GIVEN TASK 1:
Translate into Spanish this sentence from the flash photography thread: "Don't understand why you edited her facial features."
GIVEN TASK 2:
Rewrite the stretch of the flash photography thread from "## michaeljamesphoto (Dec" through "ConradM (Dec 17, 2011)", putting "artificial" in place of "plastic".
GIVEN TASK 3:
Decide whether each statement agrees with the flash photography thread. Answer yes or no for each, and quote the words of the thread that decide it.
(a) The first photo was taken at ISO 100.
(b) Destin judges the second photo to be slightly underexposed.
(c) ConradM considers the edits appropriate.

SOURCE EXTRACT:
* Begin *
# Pictures with flash...Did I light her up enough???



## TamiAz (Dec 16, 2011)

My daughter had greek and roman day at school.. How did I do with the flash?  I have a feeling they are still slightly underexposed... C&C.

1) 50mm, F2.8, 1/200s, 100iso






2) 50mm, F2.8, 1/200s, 100iso


----------



## marmots (Dec 16, 2011)

nothing photoshop can't fix







and just for fun...


----------



## RebeccaAPhotography (Dec 16, 2011)

I don't know if it is bc I'm viewing from my iPhone or she has on makeup that's different but her skin tone seems off


----------



## RebeccaAPhotography (Dec 16, 2011)

I especially notice it in her face tho. Specifically her right check.


----------



## TwoTwoLeft (Dec 16, 2011)

Don't really think those edits are improvements....


----------



## marmots (Dec 16, 2011)

TwoTwoLeft said:


> Don't really think those edits are improvements....



well the second one was just for fun

but not even the first one??


----------



## Destin (Dec 16, 2011)

marmots said:


> TwoTwoLeft said:
> 
> 
> > Don't really think those edits are improvements....
> ...



Nope, you pushed the contrast too far and fried her skin tones, imo. Not a fan of the edits. 

To the OP: The first one, the exposure is pretty close to being right, but it lacks contrast, and could use some MINOR tweaking in post. 

The second one, is actually slightly overexposed.. look at the white part of her dress... It's blown out and lacking detail.


----------



## marmots (Dec 16, 2011)

Destin said:


> marmots said:
> 
> 
> > TwoTwoLeft said:
> ...



ok guess ive been starring at them for too long...


----------



## photo guy (Dec 16, 2011)

her skin color is off in the second one and the white on her dress is blown out too much and in the first one the contrast is off a little.  Not bad though


----------



## michaeljamesphoto (Dec 17, 2011)

Don't understand why you edited her facial features. Actually I lied, I do understand, I do not support. Such is the condition of the world today, everyone wants to alter themselves and others to this plastic idea of perfection. Not a fan at all.


----------



## ConradM (Dec 17, 2011)

I think it's incredibly inappropriate to photoshop someones child like that.


----------



## marmots (Dec 17, 2011)
* End *
SUPPLIED RECORDS:
* Begin *
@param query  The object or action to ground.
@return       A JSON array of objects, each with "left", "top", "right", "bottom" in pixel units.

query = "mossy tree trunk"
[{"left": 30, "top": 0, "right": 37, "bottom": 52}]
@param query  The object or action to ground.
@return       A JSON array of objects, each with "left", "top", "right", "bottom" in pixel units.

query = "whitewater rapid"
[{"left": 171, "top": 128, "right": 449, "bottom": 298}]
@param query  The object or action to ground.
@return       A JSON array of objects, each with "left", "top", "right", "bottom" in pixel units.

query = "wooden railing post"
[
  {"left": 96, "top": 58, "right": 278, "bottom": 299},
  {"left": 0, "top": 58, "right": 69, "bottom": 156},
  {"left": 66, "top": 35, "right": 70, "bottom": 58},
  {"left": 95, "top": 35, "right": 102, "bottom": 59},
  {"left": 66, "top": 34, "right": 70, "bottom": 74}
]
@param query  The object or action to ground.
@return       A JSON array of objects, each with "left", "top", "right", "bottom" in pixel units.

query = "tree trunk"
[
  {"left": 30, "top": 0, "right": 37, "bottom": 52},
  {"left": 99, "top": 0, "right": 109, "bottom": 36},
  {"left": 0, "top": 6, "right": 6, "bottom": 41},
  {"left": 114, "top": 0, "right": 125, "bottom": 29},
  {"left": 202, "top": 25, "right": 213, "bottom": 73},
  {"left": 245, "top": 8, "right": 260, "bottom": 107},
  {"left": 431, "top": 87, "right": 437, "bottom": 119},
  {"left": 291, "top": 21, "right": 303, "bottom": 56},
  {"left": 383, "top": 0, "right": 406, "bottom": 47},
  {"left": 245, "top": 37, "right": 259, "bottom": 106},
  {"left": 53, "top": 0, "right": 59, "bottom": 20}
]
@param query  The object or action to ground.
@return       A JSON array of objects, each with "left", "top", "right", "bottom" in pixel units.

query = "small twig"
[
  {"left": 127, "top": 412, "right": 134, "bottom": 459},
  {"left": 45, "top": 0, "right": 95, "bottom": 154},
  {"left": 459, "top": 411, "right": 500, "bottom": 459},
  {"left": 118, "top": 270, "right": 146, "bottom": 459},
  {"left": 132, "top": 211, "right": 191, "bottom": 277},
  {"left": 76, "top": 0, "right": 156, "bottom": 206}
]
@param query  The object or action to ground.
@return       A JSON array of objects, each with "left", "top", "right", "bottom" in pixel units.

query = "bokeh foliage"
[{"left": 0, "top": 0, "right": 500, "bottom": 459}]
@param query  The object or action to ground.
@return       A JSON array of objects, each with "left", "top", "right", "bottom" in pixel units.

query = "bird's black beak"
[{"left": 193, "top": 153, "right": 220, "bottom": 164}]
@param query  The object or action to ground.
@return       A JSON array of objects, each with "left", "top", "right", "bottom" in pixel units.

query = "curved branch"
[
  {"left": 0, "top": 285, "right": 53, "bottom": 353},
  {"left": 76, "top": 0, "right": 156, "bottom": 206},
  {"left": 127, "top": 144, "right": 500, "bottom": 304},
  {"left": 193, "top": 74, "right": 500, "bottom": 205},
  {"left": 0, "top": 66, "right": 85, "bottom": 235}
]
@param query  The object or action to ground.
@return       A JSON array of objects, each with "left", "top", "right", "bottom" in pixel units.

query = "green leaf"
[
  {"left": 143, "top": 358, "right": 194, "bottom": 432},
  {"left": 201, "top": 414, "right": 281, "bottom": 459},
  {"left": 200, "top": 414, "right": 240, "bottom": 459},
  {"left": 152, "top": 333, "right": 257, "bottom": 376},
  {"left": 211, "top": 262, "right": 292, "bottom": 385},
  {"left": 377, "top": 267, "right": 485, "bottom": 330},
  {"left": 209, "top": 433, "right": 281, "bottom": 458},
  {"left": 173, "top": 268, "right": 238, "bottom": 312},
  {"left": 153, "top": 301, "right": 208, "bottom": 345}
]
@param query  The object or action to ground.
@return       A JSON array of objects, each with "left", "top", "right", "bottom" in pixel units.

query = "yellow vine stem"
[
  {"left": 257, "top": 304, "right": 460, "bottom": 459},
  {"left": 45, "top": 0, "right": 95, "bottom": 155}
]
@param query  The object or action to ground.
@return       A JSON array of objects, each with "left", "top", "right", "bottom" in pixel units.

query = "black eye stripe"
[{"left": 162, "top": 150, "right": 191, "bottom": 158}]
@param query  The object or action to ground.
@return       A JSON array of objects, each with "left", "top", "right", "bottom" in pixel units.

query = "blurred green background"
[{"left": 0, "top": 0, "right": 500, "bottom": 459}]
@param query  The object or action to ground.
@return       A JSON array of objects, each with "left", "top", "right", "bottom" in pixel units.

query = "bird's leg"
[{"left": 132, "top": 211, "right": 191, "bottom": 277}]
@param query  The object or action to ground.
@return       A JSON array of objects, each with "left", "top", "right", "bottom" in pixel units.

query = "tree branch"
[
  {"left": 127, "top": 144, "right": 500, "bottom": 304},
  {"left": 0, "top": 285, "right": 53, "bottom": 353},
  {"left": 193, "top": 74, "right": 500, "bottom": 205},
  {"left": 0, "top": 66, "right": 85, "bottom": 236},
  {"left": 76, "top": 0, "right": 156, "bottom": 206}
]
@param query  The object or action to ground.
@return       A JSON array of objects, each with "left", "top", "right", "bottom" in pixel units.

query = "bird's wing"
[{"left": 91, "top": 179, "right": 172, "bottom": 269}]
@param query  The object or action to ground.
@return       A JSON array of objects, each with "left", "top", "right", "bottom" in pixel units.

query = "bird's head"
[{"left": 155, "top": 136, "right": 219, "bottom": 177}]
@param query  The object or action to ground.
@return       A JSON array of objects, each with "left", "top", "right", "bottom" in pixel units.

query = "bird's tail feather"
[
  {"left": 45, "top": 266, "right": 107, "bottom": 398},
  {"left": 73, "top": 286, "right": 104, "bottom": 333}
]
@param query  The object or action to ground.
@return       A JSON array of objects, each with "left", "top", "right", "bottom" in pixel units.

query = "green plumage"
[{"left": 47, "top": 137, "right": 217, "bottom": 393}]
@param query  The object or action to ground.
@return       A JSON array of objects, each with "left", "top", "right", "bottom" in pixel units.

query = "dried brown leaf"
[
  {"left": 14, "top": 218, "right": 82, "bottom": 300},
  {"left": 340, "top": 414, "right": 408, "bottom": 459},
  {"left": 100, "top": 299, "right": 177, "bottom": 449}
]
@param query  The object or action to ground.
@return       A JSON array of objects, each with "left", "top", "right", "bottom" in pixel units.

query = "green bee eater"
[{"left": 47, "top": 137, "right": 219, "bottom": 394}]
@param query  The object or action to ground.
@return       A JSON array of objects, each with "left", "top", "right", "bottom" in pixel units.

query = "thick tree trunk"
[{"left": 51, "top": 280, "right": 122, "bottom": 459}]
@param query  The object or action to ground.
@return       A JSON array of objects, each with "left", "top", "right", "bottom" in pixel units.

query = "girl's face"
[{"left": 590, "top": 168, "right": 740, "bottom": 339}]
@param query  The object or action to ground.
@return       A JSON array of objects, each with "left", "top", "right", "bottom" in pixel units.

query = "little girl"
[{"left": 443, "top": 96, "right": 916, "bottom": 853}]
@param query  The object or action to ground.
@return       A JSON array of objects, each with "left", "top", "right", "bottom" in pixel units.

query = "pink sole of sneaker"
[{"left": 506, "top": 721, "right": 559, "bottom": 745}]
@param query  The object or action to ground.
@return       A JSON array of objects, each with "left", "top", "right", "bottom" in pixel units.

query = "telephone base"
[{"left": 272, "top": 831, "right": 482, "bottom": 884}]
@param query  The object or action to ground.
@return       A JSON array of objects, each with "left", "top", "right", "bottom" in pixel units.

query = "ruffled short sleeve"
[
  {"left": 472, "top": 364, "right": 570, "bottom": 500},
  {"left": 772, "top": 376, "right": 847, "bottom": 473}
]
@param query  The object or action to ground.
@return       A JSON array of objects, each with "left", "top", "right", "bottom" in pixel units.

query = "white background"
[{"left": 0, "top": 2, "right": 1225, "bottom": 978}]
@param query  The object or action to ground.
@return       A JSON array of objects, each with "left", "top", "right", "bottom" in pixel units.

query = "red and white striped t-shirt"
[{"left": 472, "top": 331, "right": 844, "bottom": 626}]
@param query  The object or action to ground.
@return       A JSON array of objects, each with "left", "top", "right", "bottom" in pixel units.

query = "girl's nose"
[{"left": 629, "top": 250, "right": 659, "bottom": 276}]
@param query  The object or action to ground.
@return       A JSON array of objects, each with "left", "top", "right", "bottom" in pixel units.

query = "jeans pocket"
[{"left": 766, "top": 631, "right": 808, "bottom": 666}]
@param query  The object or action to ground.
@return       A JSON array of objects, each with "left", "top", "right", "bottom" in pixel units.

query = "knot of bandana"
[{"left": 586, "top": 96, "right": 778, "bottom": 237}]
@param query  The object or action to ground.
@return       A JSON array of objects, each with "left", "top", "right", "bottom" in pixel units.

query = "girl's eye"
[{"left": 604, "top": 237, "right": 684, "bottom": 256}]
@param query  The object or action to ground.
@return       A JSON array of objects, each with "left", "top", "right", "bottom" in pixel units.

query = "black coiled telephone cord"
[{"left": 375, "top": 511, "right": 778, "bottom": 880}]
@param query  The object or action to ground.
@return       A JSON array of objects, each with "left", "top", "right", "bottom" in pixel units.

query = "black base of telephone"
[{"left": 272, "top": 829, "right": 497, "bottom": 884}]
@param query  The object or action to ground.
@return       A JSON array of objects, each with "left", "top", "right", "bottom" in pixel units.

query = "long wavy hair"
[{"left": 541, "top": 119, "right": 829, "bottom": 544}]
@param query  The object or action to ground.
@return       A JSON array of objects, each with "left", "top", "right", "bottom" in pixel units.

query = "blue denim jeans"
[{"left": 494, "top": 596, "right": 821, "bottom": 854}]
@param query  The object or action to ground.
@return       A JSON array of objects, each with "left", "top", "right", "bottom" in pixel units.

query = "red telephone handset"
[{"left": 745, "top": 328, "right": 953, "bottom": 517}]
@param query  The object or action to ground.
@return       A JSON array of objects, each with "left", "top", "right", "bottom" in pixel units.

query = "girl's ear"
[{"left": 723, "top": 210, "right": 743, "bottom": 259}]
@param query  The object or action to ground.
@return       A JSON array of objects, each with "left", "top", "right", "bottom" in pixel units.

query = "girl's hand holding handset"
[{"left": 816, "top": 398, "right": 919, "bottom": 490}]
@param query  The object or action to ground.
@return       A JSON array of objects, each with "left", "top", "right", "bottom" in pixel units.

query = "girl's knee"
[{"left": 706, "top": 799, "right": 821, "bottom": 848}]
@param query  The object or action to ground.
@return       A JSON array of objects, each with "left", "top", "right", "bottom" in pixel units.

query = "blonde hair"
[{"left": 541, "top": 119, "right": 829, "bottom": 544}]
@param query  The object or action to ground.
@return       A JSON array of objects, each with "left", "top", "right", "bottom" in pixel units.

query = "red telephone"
* End *
COMPLETE ANSWER 1:
No entiendo por qué editaste sus rasgos faciales.

COMPLETE ANSWER 2:
## michaeljamesphoto (Dec 17, 2011)

Don't understand why you edited her facial features. Actually I lied, I do understand, I do not support. Such is the condition of the world today, everyone wants to alter themselves and others to this artificial idea of perfection. Not a fan at all.


----------



## ConradM (Dec 17, 2011)

COMPLETE ANSWER 3:
(a) Yes: "1) 50mm, F2.8, 1/200s, 100iso"
(b) No: "The second one, is actually slightly overexposed"
(c) No: "I think it's incredibly inappropriate to photoshop someones child like that."